WHAT YOU NEED TO DO =>
Locate every line in the data below that contains the word "balcony" and copy each of those lines.

##### ENTRIES SUPPLIED

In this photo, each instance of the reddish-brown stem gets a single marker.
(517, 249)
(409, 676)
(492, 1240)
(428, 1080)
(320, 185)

##########
##### ENTRIES SUPPLIED

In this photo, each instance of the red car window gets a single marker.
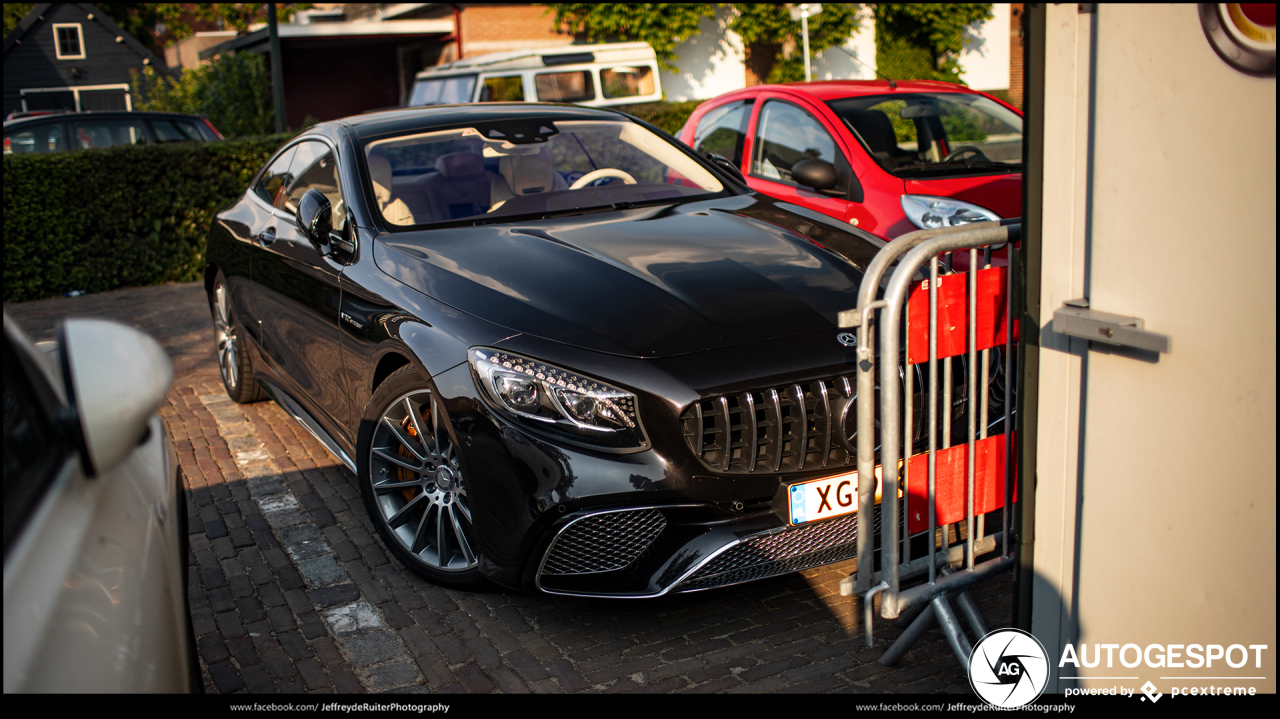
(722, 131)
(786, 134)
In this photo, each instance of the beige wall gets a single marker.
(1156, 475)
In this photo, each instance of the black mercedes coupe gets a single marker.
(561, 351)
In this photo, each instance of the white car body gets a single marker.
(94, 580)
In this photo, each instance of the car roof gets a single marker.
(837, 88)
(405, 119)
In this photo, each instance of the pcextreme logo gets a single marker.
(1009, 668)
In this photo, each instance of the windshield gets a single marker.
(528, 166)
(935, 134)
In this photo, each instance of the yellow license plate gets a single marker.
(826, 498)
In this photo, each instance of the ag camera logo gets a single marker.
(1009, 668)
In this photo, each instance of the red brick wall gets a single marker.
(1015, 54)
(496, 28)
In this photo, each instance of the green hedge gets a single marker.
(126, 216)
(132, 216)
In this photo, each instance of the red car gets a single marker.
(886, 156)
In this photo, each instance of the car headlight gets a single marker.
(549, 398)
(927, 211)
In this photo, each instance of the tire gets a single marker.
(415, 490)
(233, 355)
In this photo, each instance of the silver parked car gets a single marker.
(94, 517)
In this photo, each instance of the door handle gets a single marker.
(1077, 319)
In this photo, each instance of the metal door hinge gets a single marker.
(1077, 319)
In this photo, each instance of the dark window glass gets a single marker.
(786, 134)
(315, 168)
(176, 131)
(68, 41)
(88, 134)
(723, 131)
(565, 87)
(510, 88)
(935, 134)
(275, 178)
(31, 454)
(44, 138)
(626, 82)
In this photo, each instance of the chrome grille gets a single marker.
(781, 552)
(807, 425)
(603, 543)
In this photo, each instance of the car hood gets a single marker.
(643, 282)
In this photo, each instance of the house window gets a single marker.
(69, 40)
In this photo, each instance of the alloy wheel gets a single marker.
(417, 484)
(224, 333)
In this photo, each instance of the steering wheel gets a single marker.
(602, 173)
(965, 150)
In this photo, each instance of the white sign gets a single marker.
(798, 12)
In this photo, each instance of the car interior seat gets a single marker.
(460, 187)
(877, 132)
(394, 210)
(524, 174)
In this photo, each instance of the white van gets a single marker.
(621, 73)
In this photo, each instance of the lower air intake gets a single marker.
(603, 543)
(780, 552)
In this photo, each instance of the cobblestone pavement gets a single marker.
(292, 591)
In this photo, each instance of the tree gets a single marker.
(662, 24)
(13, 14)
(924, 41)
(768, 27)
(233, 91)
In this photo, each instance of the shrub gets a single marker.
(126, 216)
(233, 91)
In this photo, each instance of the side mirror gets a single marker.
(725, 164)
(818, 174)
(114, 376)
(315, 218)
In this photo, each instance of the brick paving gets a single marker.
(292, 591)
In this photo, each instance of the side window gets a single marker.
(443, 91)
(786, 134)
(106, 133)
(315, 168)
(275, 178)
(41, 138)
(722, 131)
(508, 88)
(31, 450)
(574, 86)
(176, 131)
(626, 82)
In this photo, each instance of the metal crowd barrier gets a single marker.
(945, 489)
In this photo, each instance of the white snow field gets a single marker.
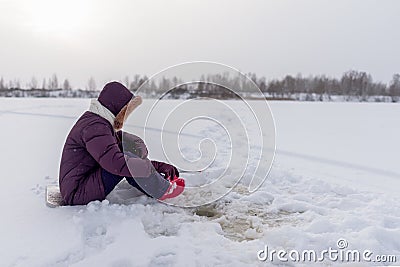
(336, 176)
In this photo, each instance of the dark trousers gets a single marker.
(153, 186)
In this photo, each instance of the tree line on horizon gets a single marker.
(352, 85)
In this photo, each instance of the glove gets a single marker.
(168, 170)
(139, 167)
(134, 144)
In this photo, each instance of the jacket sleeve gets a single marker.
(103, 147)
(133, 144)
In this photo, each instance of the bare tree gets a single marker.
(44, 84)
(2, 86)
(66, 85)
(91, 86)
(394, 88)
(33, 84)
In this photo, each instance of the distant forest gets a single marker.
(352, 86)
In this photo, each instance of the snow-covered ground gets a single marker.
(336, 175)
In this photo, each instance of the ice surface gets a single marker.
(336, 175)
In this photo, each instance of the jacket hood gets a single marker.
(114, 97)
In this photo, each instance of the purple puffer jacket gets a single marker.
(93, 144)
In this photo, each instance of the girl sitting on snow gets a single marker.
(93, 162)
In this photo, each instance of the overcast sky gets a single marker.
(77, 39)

##########
##### ENTRIES SUPPLIED

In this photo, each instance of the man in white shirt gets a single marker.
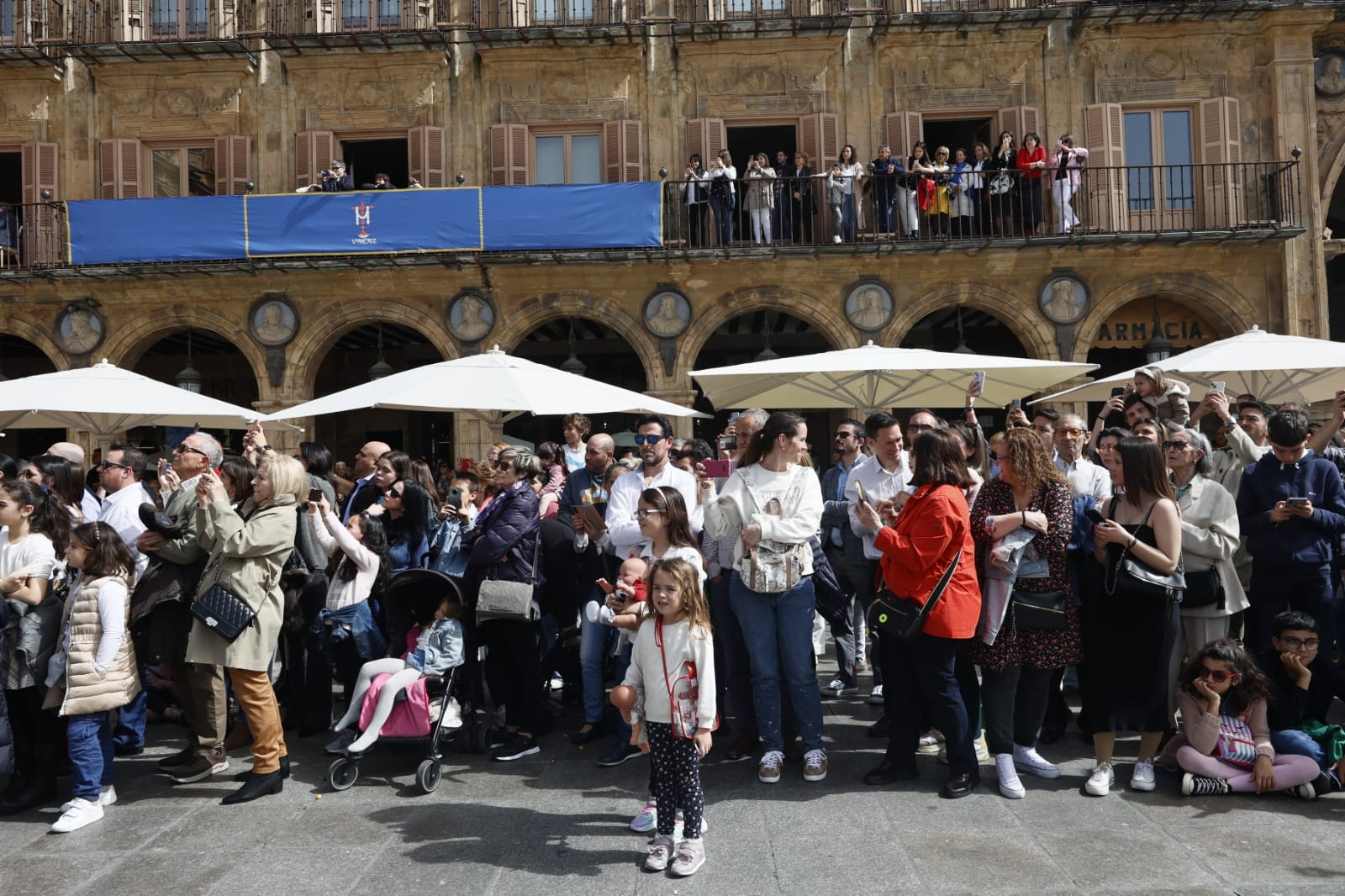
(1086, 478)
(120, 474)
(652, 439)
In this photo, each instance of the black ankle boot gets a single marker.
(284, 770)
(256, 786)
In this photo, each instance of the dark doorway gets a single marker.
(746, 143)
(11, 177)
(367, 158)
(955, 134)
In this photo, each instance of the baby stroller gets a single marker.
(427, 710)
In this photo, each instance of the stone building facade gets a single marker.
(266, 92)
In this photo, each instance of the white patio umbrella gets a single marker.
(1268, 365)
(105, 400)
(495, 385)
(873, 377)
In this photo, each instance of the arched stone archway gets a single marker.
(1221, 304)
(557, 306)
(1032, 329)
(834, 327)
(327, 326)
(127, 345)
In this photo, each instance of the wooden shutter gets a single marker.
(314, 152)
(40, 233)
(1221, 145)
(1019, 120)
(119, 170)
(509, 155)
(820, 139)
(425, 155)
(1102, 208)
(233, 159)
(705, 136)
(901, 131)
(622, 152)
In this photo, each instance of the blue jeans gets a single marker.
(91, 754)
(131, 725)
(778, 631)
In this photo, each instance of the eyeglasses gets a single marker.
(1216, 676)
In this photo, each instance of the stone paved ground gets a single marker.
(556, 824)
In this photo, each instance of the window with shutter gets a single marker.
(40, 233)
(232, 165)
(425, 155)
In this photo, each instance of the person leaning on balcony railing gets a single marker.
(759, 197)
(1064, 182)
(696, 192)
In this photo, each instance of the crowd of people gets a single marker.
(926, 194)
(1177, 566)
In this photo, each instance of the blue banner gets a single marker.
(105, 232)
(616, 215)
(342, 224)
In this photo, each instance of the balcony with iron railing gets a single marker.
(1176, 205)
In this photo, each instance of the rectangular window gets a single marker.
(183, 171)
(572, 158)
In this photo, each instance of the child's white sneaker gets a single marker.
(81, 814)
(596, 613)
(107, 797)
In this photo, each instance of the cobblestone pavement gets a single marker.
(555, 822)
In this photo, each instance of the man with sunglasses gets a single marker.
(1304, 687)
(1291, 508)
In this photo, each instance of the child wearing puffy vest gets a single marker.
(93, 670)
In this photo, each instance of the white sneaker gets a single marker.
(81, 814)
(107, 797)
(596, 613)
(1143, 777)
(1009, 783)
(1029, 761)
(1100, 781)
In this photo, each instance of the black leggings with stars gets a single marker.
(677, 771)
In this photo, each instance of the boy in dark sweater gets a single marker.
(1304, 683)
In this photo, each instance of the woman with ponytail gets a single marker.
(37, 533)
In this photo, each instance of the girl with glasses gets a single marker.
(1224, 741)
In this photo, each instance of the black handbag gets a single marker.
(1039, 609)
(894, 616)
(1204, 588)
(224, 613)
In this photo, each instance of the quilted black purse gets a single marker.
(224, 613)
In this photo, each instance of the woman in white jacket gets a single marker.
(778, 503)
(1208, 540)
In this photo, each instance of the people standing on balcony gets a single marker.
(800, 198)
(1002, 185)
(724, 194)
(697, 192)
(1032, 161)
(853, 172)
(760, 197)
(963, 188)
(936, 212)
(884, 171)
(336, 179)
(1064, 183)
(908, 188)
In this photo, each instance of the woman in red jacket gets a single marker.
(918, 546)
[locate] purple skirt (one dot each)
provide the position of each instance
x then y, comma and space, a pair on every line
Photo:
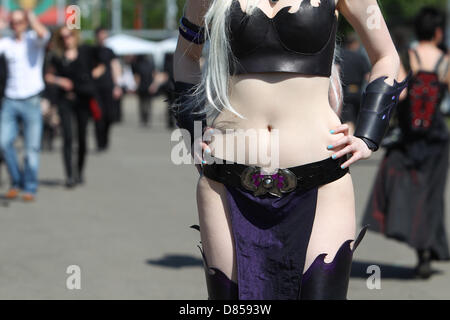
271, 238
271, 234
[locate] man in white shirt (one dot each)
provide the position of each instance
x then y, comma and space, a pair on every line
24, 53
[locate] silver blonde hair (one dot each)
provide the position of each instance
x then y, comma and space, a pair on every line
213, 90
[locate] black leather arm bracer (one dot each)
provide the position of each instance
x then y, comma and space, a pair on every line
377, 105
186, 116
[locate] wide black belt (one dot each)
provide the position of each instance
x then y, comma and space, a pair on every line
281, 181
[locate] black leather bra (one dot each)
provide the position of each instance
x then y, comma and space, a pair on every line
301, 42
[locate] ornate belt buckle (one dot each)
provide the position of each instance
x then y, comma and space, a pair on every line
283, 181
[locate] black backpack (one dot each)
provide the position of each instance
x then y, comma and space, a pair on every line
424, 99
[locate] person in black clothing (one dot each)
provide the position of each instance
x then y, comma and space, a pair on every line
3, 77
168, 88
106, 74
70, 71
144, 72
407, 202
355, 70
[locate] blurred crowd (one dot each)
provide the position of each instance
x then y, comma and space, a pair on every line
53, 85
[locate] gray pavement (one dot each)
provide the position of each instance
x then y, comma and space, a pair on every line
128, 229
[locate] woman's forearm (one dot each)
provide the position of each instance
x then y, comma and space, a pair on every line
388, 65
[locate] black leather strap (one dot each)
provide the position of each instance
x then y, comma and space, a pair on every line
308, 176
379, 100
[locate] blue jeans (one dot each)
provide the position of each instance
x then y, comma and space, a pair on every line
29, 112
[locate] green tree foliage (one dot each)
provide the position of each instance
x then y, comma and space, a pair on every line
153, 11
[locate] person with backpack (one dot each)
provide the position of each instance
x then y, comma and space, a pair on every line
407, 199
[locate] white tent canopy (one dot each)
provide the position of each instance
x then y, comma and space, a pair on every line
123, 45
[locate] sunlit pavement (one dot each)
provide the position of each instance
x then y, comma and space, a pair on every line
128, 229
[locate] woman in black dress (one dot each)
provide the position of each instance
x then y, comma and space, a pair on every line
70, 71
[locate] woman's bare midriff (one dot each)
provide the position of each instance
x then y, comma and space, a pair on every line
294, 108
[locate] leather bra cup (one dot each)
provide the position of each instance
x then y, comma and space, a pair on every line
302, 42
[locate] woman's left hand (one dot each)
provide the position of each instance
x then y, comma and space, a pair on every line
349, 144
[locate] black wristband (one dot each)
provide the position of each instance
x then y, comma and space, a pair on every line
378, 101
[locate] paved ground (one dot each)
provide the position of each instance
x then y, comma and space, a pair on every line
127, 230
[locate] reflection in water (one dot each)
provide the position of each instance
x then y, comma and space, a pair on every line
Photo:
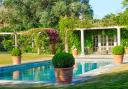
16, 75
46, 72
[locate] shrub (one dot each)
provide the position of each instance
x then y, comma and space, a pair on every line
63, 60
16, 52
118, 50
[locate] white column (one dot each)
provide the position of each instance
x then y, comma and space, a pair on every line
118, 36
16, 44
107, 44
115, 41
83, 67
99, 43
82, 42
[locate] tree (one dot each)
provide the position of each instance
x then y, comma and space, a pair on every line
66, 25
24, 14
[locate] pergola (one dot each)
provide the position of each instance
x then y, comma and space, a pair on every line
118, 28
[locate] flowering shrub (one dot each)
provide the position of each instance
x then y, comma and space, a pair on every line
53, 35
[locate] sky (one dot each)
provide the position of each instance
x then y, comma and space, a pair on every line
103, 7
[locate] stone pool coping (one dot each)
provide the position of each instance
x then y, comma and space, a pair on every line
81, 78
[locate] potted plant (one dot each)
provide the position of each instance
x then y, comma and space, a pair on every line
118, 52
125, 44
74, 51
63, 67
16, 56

##########

RESPONSE TO THIS TASK =>
In this photo, each instance of the person leaning on balcony railing gets a single marker.
In this photo, each instance of the balcony with iron railing gets a single marker.
In this photo, each instance of the people standing on balcony gets a single marker.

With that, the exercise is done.